___ Material for this exercise

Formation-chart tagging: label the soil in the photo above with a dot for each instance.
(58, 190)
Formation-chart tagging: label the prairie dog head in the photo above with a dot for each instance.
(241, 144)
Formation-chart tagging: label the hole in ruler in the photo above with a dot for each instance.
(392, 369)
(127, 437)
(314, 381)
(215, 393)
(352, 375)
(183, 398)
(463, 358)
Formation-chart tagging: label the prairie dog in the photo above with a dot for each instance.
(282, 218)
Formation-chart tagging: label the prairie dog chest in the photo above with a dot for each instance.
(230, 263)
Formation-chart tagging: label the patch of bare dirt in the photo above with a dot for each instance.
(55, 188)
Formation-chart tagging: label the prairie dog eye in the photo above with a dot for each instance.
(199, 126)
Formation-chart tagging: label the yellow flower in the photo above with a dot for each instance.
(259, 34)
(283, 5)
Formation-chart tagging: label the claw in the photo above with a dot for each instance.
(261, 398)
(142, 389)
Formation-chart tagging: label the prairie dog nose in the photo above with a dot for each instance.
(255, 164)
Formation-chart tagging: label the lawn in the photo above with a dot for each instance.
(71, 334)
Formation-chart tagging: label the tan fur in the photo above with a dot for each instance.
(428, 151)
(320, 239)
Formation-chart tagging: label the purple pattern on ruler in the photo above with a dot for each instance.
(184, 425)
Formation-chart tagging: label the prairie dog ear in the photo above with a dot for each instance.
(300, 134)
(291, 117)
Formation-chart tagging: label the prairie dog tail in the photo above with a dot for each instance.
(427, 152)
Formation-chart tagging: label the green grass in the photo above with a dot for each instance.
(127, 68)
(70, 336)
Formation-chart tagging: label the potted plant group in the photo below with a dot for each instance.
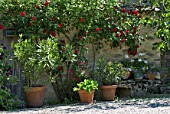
(152, 71)
(25, 56)
(108, 76)
(86, 90)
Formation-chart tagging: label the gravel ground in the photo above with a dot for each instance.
(133, 106)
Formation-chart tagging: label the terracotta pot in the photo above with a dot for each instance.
(150, 76)
(108, 92)
(86, 97)
(35, 96)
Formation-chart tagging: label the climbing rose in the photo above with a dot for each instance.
(81, 20)
(53, 19)
(60, 25)
(135, 12)
(46, 3)
(34, 18)
(127, 32)
(38, 7)
(22, 14)
(123, 40)
(137, 46)
(115, 30)
(123, 10)
(76, 51)
(97, 29)
(80, 37)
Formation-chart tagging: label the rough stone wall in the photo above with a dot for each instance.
(110, 54)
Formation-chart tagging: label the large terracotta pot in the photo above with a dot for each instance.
(35, 96)
(108, 92)
(86, 97)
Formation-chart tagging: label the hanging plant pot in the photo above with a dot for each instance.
(35, 96)
(108, 92)
(86, 97)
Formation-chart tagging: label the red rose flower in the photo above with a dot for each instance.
(115, 30)
(108, 28)
(137, 46)
(134, 52)
(46, 3)
(127, 32)
(129, 12)
(52, 19)
(60, 25)
(123, 40)
(121, 33)
(97, 29)
(60, 68)
(84, 33)
(46, 31)
(81, 20)
(140, 16)
(135, 12)
(134, 28)
(129, 52)
(22, 14)
(80, 37)
(76, 51)
(123, 10)
(34, 18)
(38, 7)
(1, 26)
(115, 7)
(29, 24)
(63, 41)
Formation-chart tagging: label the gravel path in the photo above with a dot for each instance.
(133, 106)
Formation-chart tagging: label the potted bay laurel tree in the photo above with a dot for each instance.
(86, 90)
(26, 57)
(108, 76)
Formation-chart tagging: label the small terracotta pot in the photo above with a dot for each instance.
(35, 96)
(86, 97)
(108, 92)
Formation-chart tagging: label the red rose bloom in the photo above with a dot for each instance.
(127, 32)
(135, 12)
(38, 7)
(60, 25)
(81, 20)
(115, 30)
(123, 40)
(129, 12)
(117, 35)
(134, 52)
(1, 26)
(46, 3)
(30, 24)
(134, 28)
(22, 14)
(52, 19)
(80, 37)
(76, 51)
(34, 18)
(137, 46)
(60, 68)
(97, 29)
(123, 10)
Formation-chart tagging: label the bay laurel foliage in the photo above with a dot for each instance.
(77, 23)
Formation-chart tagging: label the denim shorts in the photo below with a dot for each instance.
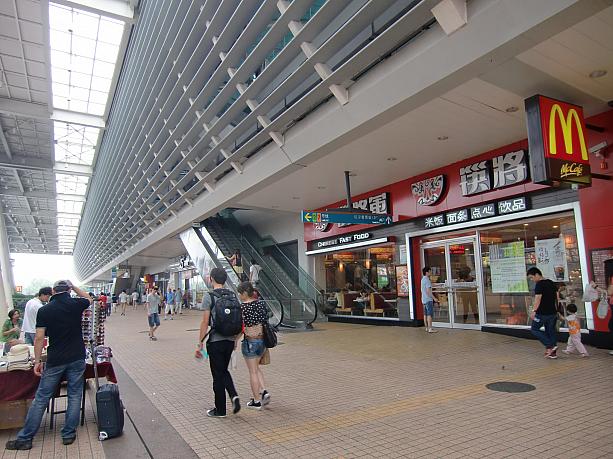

______

(Task objective)
Print all of the entries word for word. Skip any images they contain.

(Response area)
Formation-chart tagging: label the soil in the photo above with a dot for each instance.
(58, 190)
Formation-chart tagging: label the prairie dog head in the photo above with a dot for each instance.
(241, 144)
Formation-chart tagging: label the hole in ruler in the photo above with a dot for each instance.
(392, 369)
(127, 437)
(314, 381)
(215, 393)
(352, 375)
(183, 398)
(463, 358)
Formation-chart tagging: label the prairie dog in the photo above with a dot for each instance.
(282, 218)
Formation-chart tagging: label the prairie dog chest in the photo above with a dot for each instance.
(230, 263)
Formation-chart tagging: label the patch of bare dirt in the photo above with a dot for each instance.
(55, 188)
Formation-chart tagging: label the prairie dog eye in the photo above with a dot for each instance.
(199, 126)
Formation-chart tagging: label the yellow flower in the photo above with a dot for each instance.
(259, 34)
(283, 5)
Formation-chart tagging: label the claw in the photo above with a dot for each instance.
(261, 398)
(142, 389)
Formation-chart tagging: label the prairie dog nose in the photo above with a dot for each instance.
(255, 164)
Formation-chart tagging: label the lawn in the photo above with a dot for each instance.
(71, 334)
Formation-chart tagging: label the tan fur in the photo above with a dot for each instance.
(428, 151)
(320, 239)
Formation-chart tagging: label the purple pattern on ruler in the photo above with a dot for each instance.
(184, 425)
Formation-chart tagging: label the prairie dog ear in the photo above with a dot for each instance.
(300, 134)
(291, 117)
Formation-chart tagging: label the prairie dog tail in the photo above with a dot for each instance.
(427, 152)
Formation-chart tagging: label the green grass in the photo above with a dot for each instance.
(127, 68)
(70, 336)
Formation-chart tagging: label the potted plant group in the photo below with a dot for each instance.
(152, 71)
(25, 56)
(108, 76)
(86, 90)
Formation-chart tagging: label the gravel ground in the photo above with a dot for each instance.
(133, 106)
Formation-chart tagging: label the terracotta pot in the photo above with a dot for each instance.
(150, 76)
(108, 92)
(86, 97)
(35, 96)
Formation-chart tagging: label the climbing rose in the photo above with a dot for each instance.
(81, 20)
(53, 19)
(60, 25)
(135, 12)
(46, 3)
(34, 18)
(127, 32)
(38, 7)
(22, 14)
(123, 40)
(137, 46)
(115, 30)
(123, 10)
(76, 51)
(97, 29)
(80, 37)
Formation-chart tagging: label the rough stone wall in the photo above with a dot for each instance.
(110, 54)
Formation-chart tagging: label the large terracotta pot in the photo above with a dot for each instance.
(35, 96)
(108, 92)
(86, 97)
Formation-chart tagging: label the hanging plant pot in the photo above with a dot for each instance.
(35, 96)
(108, 92)
(86, 97)
Formation-chart tagging: label the red rose flower in the photo above with a dot for each instance.
(115, 30)
(108, 28)
(137, 46)
(134, 52)
(46, 3)
(127, 32)
(129, 12)
(52, 19)
(60, 25)
(123, 40)
(121, 33)
(97, 29)
(60, 68)
(84, 33)
(46, 31)
(81, 20)
(140, 16)
(135, 12)
(134, 28)
(129, 52)
(22, 14)
(80, 37)
(76, 51)
(123, 10)
(34, 18)
(38, 7)
(1, 26)
(115, 7)
(29, 24)
(63, 41)
Formation-chart tagging: label the gravel path in the photo above with a dot for each instance.
(133, 106)
Formation-chart tagging: label the potted bay laurel tree in the photo above with a dot for each instance.
(86, 90)
(26, 57)
(108, 76)
Formation-chart tagging: label the small terracotta pot in the photo above with a dot for each instance.
(35, 96)
(86, 97)
(108, 92)
Formation-chart tagging: label the red rose bloom in the photo above with a dot for each instance.
(127, 32)
(135, 12)
(38, 7)
(60, 25)
(81, 20)
(115, 30)
(123, 40)
(129, 12)
(117, 35)
(134, 52)
(1, 26)
(46, 3)
(30, 24)
(134, 28)
(22, 14)
(52, 19)
(80, 37)
(76, 51)
(34, 18)
(137, 46)
(60, 68)
(97, 29)
(123, 10)
Formation-chart tagging: label the bay laurel foliage in the photo above with a dot for each instance.
(77, 23)
Formation-chart tagging: label the denim shorts in the photo below with a dot for each instance.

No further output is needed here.